• _Source material_

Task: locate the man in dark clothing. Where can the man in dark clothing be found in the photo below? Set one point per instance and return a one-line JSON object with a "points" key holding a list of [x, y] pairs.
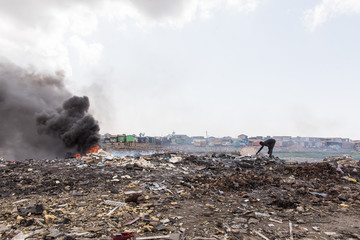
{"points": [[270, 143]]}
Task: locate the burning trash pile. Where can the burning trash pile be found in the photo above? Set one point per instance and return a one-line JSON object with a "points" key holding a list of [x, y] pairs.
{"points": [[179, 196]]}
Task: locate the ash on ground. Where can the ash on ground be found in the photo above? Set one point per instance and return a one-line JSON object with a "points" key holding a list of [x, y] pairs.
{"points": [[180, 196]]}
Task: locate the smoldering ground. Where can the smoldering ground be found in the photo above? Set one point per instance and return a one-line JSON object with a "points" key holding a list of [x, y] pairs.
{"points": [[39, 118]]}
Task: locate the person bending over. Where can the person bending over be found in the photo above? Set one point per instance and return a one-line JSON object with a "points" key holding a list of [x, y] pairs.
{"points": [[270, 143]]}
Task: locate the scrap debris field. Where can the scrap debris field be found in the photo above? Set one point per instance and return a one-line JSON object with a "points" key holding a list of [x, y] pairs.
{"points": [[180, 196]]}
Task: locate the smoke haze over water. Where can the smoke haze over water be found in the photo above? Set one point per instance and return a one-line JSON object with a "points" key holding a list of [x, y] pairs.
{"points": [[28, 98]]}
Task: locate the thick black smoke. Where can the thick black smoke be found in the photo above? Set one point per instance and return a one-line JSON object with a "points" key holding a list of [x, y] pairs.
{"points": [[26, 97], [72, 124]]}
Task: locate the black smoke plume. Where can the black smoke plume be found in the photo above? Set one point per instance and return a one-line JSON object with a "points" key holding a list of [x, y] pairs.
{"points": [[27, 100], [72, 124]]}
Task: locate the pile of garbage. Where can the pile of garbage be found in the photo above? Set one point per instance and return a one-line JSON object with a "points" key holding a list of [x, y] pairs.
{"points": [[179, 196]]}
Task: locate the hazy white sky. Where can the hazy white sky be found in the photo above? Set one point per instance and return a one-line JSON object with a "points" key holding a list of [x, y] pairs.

• _What is being asked_
Reproduce everything from the line containing "Task: locate the pile" down through the end of the records above, swapping "garbage" for "rubbish" and leaving all else unchanged.

• _The output_
Task: locate the pile of rubbish. Where can the pile of rubbish be found in the photo above? Set one point per instance and return a one-line JSON object with a "points" key holding a list of [x, y] pairs.
{"points": [[179, 196]]}
Task: locate the hazy white sky. Where can the hazy white sky be found in the photo above? Set one point per instance and return a one-line JSON object with a "points" key holding a list of [x, y] pairs.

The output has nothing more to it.